Tasks to complete -
A - In the essay about makeup, what was the only occasion for which the writer still put on makeup after the lockdown began?
B - Pick up the essay about going without makeup after its final sentence and keep writing in the same voice.

Excerpt to read -
---*---
In the midst of a global pandemic, a minor personal miracle: I discovered that I liked my face — my actual face — without makeup. Already I quite liked my face with it. A bold fuchsia lipstick gave me a sense of power, as if I were suddenly someone daring and fun. My eyelashes curled and darkened with mascara, eyelids painted in shades of earthy browns and rich aubergine, dots of gold glitter at the tear ducts — all of this was a pleasure, if it had also become a routine, a way to exert some measure of control. If I ever felt wobbly on the inside, I could at least make sure not to look like it on the outside. To be carefully made up was a form of protection.

In the past year and a half, I’d felt plenty wobbly. Los Angeles went into lockdown last March, and soon enough, the only time I put on makeup was for Zoom class. Otherwise, what was the point? Whether I was at home in my sweats, standing in a socially-distanced queue outside the supermarket, or walking the same neighbourhood loop in a joyless bid to get my steps in, what my face looked like mattered little. Against the growing tide of fear and anxiety that attended our new normal, makeup offered no comfort.
---*---
(Records from a collection)
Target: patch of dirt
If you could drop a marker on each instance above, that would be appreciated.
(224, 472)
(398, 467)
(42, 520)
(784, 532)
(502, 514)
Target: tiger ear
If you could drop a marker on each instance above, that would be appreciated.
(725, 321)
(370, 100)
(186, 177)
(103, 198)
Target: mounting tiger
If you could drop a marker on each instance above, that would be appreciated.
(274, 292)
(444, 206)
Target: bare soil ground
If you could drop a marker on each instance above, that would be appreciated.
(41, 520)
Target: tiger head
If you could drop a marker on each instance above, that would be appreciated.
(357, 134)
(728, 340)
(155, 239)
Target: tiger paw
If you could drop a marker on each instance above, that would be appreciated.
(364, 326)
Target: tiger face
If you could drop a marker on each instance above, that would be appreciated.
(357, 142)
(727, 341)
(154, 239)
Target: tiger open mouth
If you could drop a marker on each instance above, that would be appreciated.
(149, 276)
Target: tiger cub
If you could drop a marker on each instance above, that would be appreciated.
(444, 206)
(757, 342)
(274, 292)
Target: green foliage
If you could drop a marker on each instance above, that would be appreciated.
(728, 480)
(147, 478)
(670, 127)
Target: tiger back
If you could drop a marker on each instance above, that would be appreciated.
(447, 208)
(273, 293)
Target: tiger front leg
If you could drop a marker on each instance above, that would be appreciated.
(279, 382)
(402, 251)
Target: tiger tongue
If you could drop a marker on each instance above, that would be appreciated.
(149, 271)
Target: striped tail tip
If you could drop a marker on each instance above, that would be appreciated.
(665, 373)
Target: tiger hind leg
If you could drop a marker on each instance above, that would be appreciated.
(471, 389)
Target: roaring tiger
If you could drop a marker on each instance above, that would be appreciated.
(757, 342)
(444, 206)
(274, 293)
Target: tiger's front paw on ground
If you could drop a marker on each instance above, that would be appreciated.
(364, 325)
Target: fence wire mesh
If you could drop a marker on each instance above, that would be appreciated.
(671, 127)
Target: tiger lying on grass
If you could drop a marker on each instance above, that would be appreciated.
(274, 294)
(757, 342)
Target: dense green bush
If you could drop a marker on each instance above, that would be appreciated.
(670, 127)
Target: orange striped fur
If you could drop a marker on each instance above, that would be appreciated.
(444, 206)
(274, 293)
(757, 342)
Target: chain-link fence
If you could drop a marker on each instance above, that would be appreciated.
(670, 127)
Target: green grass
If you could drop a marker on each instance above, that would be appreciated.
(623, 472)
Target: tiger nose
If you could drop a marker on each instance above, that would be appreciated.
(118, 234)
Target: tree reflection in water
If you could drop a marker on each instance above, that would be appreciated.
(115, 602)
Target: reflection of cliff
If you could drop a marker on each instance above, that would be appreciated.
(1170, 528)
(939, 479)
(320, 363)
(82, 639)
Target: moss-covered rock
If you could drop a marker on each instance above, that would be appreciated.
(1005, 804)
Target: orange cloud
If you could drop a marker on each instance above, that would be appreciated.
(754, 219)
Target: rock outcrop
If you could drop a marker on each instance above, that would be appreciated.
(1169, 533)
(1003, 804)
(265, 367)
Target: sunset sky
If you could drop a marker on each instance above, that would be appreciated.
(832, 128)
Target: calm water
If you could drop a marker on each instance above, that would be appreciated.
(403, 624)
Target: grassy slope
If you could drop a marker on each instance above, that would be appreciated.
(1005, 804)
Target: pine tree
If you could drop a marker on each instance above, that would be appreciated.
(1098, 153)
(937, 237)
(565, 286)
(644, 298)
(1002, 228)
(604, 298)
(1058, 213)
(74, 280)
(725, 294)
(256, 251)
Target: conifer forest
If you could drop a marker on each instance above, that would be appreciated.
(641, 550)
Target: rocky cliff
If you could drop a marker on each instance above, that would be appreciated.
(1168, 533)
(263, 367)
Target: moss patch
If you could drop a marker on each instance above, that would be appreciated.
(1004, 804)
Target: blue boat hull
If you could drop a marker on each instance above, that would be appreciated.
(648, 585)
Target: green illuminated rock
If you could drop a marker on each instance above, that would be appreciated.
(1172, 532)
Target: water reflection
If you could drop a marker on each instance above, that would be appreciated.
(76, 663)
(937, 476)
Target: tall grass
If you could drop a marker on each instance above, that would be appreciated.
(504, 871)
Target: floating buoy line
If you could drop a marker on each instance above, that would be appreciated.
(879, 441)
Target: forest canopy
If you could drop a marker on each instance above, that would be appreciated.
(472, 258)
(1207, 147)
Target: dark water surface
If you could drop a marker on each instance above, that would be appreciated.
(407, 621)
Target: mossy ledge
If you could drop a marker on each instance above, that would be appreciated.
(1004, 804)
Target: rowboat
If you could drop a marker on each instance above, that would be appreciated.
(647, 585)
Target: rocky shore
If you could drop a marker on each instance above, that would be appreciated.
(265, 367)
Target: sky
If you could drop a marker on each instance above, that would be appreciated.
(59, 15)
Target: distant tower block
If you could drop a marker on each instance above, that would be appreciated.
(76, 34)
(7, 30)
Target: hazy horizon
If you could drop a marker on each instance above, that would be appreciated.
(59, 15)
---*---
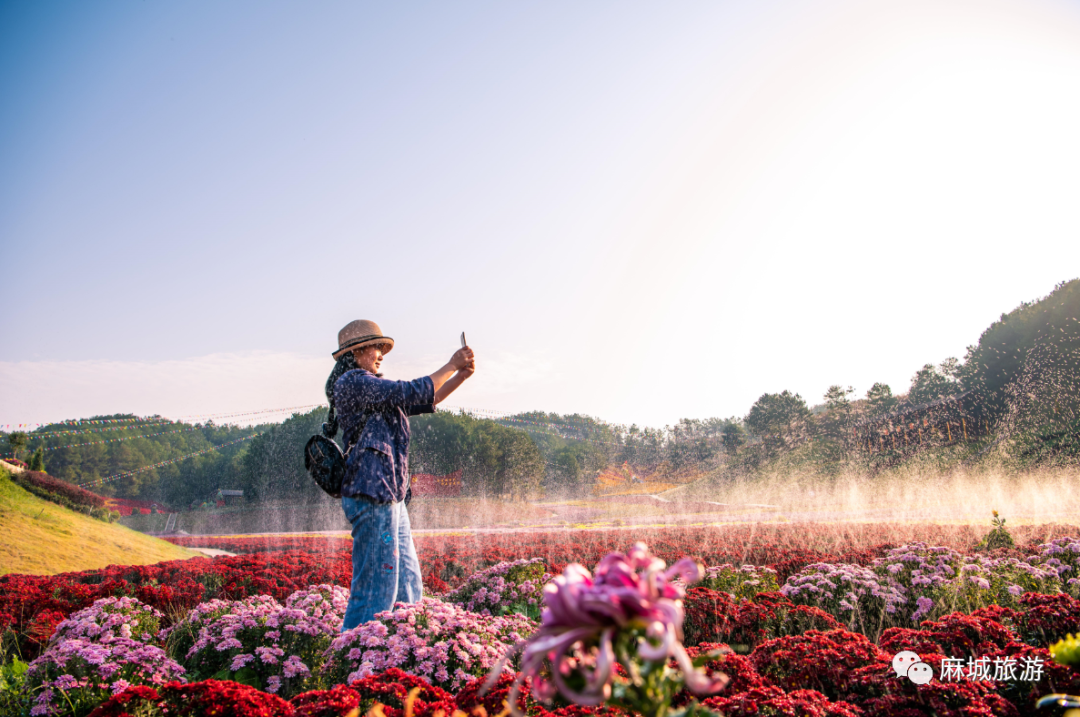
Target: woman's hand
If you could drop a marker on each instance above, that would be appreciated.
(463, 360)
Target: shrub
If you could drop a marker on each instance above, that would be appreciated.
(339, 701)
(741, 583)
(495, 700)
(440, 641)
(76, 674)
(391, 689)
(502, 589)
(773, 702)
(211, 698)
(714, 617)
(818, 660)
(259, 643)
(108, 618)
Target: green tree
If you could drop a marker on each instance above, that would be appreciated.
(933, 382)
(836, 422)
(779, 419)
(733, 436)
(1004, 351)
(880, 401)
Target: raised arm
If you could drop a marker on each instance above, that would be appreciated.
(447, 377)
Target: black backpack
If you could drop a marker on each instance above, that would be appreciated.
---*---
Your responses -
A - Zoom class.

B -
The semester ended; summer arrived, and the pandemic droned on. My face, without makeup, met me in the mirror every day, without exception. There was nowhere to go, no reason to shadow my eyelids or paint on lipstick — my mouth would be hidden under a mask, anyway, if I went outside. Besides, there was the grief, the lonely, hapless yearning for life as it was before. A bare face, my real skin, with its visible pores and blemish scars, the dark circles under my eyes from lack of sleep, seemed an appropriate match for those difficult, uncomfortable emotions. I was depressed, and looked the part.

Somewhere in the years since putting on makeup became routine, I’d started to believe my face without it was my “tired” face. To look more energised, more thoroughly alive, I needed to add colour here, cover up an imperfection there. In my life before the pandemic, my face without makeup was a private thing, only occasionally glimpsed by friends on vacation or strangers in the locker room who paid me no mind. For lovers, an intimacy: my Sunday-morning face, over coffee, after you’ve spent Saturday night in my bed.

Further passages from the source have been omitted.